> **WORK REQUIRED**:
Reproduce all of the data exactly. Images are not to appear in the reply.

─── DATA IN THIS EXERCISE

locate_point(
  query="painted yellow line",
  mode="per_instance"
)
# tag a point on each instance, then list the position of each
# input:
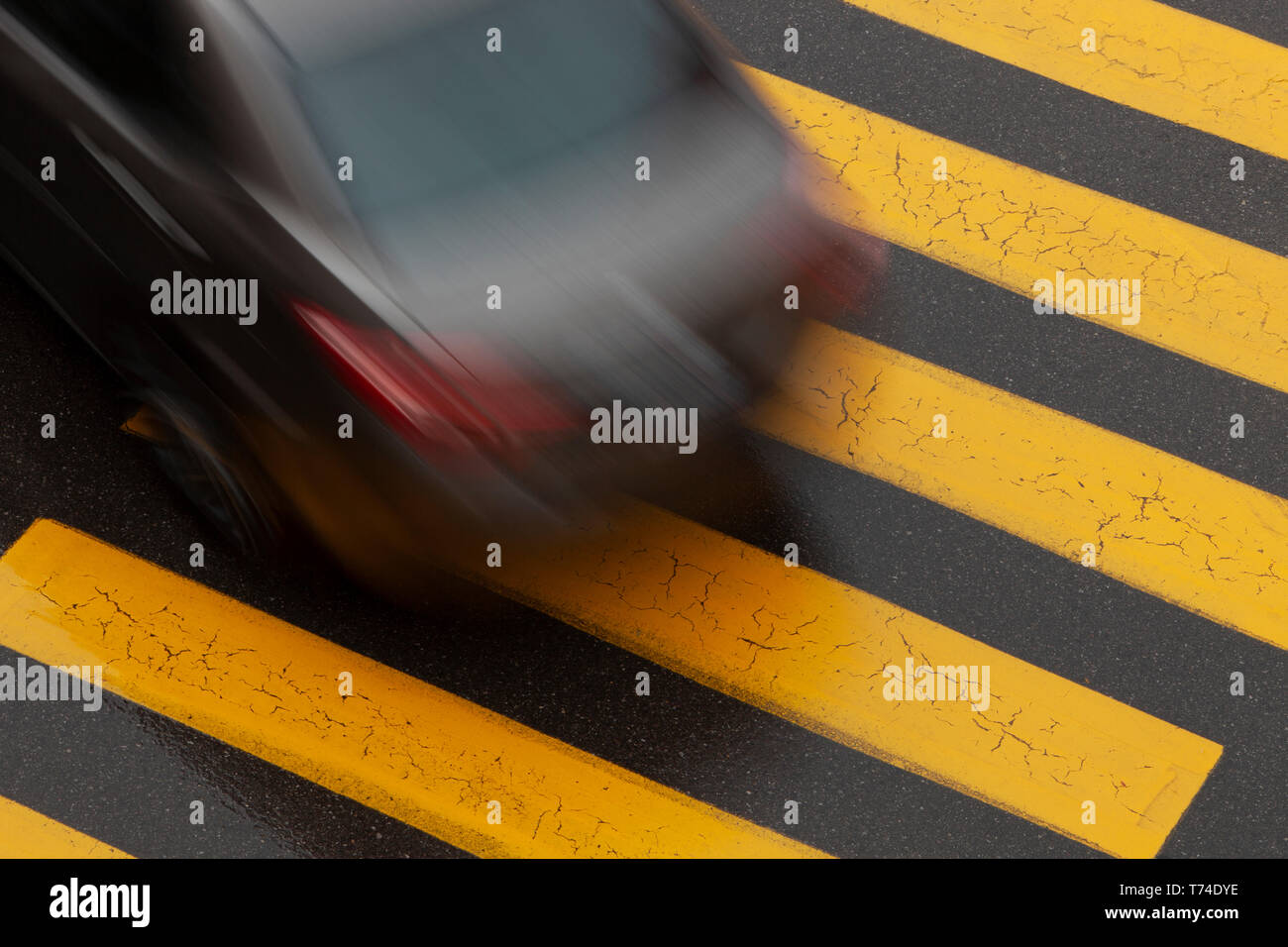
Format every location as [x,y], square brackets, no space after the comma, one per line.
[397,745]
[26,834]
[1159,523]
[1146,55]
[1203,295]
[812,651]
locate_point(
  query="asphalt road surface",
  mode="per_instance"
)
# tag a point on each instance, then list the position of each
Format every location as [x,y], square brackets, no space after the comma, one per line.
[1112,684]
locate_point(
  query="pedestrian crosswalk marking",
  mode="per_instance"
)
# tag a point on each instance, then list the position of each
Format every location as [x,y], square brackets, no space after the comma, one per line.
[1170,527]
[398,745]
[1144,54]
[1206,296]
[814,651]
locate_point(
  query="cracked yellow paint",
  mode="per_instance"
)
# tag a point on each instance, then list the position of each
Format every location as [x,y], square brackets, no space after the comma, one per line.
[1206,296]
[397,745]
[1159,523]
[26,834]
[1147,55]
[811,650]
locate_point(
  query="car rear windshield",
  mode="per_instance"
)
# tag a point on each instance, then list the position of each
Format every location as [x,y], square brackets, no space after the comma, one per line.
[429,111]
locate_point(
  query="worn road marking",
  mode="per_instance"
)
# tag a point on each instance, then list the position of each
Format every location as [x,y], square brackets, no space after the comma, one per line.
[26,834]
[1206,296]
[811,650]
[1147,55]
[397,745]
[1158,523]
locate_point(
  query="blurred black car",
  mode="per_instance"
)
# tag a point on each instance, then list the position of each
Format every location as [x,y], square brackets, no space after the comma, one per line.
[451,237]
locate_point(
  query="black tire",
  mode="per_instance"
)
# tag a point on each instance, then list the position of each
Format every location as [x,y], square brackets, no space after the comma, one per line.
[218,478]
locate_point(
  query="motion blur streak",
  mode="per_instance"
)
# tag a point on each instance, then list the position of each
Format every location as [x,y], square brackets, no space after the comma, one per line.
[471,224]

──────

> **RESULT BELOW**:
locate_point(
  query="painted yellow line",
  mode="per_instance"
)
# tag a point on each instance, then list the position of each
# input:
Format every location as [x,y], square brackets, no space after the comma, one per line.
[397,745]
[26,834]
[1159,523]
[1146,55]
[1203,295]
[812,651]
locate_point(
  query="asphalt road surface",
  mode="per_instance"
)
# tag a point on each instance, then list the position of each
Format every location as [x,y], square brackets, no space after the comma, one per line.
[1112,684]
locate_point(
  query="pedestrian crosswalk marking",
  mode="per_instance"
)
# tag a point on each instance, then list the position of each
Format every location as [x,y], square brackets, no space after the comma, one per line.
[1170,527]
[398,745]
[1144,54]
[1206,296]
[814,651]
locate_point(
  query="cracked yellow paint",
  mode="per_instance"
)
# tag a point on each instance, then list the position of each
Format every location as [x,y], square brackets, no space after the comma, one per line.
[1206,296]
[397,745]
[1159,523]
[26,834]
[1147,55]
[811,650]
locate_point(
  query="car rear windshield",
  mode="per_instance"
)
# tag a point on each instance, then list the position of each
Format every location as [x,y], square brackets, no space after the comma, one per line.
[429,111]
locate_point(
  query="worn road marking",
  mode="per_instance"
)
# tag a point on each instance, then list the position of each
Format every location as [x,y], square brackets, no space after the comma, one per line.
[26,834]
[1206,296]
[811,650]
[1147,55]
[397,745]
[1158,523]
locate_point(
  query="blurred black car",
  mode="per_instance"
)
# tag a point on each instance, then list the position of each
Format every location as [x,y], square brackets, no space after the comma, one per line.
[451,237]
locate_point(
  query="black tire",
  mode="per_instance"
)
# tag a point on each instance, then list the position of each
Format every location as [x,y], square brackets, no space after the comma, one per line.
[218,478]
locate_point(
  query="motion blur streak",
  mode="per_instance"
)
# tag a point on each instance, then list the position of each
Format every location as [x,y], square brackets, no space after the comma, one per line.
[471,224]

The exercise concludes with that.